* _WHAT THE TASK ASKS_
Copy the listing below line for line, keeping every character unchanged.

* _DATA FOR THIS TASK_
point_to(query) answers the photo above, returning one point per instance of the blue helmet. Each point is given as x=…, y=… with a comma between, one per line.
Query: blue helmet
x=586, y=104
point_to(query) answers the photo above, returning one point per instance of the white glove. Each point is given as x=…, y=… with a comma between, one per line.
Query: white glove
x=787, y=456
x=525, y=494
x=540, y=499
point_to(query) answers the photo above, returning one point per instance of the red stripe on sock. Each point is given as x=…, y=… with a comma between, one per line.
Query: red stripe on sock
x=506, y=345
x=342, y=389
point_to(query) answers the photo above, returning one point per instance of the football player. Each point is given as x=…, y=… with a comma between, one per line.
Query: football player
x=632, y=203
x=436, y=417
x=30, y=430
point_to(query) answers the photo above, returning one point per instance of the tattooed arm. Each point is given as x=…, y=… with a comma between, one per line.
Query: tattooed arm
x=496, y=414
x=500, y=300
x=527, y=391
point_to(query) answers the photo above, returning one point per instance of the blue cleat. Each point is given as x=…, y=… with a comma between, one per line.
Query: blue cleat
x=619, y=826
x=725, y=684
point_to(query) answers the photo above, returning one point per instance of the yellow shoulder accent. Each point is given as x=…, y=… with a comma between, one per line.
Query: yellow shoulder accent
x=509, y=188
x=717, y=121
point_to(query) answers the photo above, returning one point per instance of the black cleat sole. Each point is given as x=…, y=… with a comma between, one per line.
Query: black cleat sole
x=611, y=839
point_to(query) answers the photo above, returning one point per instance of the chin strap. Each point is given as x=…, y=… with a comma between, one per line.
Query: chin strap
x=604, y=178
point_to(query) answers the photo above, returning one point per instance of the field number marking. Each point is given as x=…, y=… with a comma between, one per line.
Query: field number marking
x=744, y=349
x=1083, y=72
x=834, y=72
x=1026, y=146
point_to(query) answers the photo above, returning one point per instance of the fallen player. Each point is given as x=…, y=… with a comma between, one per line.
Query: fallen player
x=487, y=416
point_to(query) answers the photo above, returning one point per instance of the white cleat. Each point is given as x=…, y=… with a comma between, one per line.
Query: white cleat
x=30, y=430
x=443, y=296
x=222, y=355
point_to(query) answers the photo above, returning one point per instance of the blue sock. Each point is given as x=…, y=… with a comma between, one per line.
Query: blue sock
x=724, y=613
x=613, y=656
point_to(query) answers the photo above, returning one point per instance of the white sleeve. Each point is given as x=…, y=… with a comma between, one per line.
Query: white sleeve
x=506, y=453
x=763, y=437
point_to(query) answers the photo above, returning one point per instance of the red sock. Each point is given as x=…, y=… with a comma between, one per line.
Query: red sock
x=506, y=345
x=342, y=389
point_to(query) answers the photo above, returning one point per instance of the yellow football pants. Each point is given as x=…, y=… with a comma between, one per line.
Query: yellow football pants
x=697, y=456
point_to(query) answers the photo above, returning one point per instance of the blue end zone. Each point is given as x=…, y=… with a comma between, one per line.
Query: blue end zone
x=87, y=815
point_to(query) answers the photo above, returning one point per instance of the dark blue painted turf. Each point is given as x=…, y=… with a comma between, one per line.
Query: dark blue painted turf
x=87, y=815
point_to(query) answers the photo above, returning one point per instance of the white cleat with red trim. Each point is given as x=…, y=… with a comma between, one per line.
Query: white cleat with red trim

* _TASK ANSWER_
point_to(query) answers the photo above, returning one point per instance of the blue helmet. Each point is given as x=…, y=… with a comma between, one per line.
Query: blue helmet
x=586, y=104
point_to(query) answers the photo above, returning one point per instance of the white glove. Each point is given as x=…, y=… with a comma between, one per line.
Query: white glove
x=787, y=456
x=525, y=494
x=540, y=499
point_to(query) answers the photo above, returning one point per instance of the red stripe on sock. Each point is given as x=…, y=… with a comma between, one per line.
Query: red stripe on sock
x=506, y=345
x=342, y=389
point_to(query) answers the photo above, returning one point per instance of the football player. Each point is given as x=…, y=… with a comma between, one per line.
Query: football player
x=632, y=203
x=436, y=417
x=30, y=430
point_to(query) answers the photo above, returning one point per instance of the tattooed arm. Each point is given as x=…, y=… with a comma between, one per line.
Query: tattooed arm
x=496, y=414
x=500, y=300
x=527, y=391
point_to(query) answers the photo above, returning one point per instance of the blue cleat. Each point is given as x=…, y=… with a comma between, one per line.
Query: blue cleat
x=619, y=826
x=725, y=684
point_to(query) answers the photo above, returning one point per instance of the yellow shoulder accent. Each point is given as x=…, y=… with a comma between, one per line.
Query: yellow shoulder accent
x=509, y=188
x=717, y=121
point_to(query) answers the photo above, returning one point per instance of the black cleat sole. Each point is given as x=…, y=… with a comma between, one per line.
Query: black cleat sole
x=611, y=839
point_to(query) answers the photo above, returning one point per instance of the chin strap. Each point is given as x=…, y=… with a comma between, one per line.
Query: chin strap
x=604, y=178
point_to(query) answers the photo above, returning one point per instance of the field number marking. Each point is given as x=…, y=… with a comma between, one per line.
Query: field number marking
x=744, y=349
x=1083, y=72
x=834, y=72
x=1026, y=146
point_to(query) answers the photo above, returning one point per instance of the fallen player. Each point is given as x=…, y=… with a comma between, one per line.
Query: fallen player
x=487, y=416
point_to(query) answers the photo above, returning one point per instance of the white cleat. Each point is given as x=…, y=… with a comma between, one per line.
Query: white cleat
x=30, y=430
x=443, y=296
x=222, y=355
point_to(query) answers the photo above, returning one point per instance of the blue sock. Each point is given as x=…, y=… with a comma between, one per line.
Query: blue sock
x=724, y=613
x=613, y=656
point_to(query) answers the photo above, returning one point per instance of the white sleeve. Each point is given as x=…, y=… with a comma between, one per line.
Query: white sleeve
x=506, y=453
x=763, y=437
point_to(query) answers the photo above, returning one point per instance of the red sock. Each point is given as x=…, y=… with a comma between, one per line.
Query: red sock
x=506, y=345
x=342, y=389
point_to(query) answers the photo above, returning one point per instance of the yellow football pants. Each point is given as x=…, y=… with a comma between, one per line.
Query: yellow football pants
x=697, y=456
point_to(query) answers the photo above, returning one point per instance of the blue end zone. Each point is given as x=…, y=… with a comma between, one per line.
Query: blue end zone
x=87, y=815
point_to(query) answers the photo above, returning one point per instance of the dark blue painted turf. Each point is given as x=…, y=… with a comma between, one per line.
Query: dark blue painted turf
x=87, y=815
point_to(query) answers the photo above, returning one point per instance of the white cleat with red trim. Each point is given as x=…, y=… with a comma between, one per line.
Query: white cleat with red trim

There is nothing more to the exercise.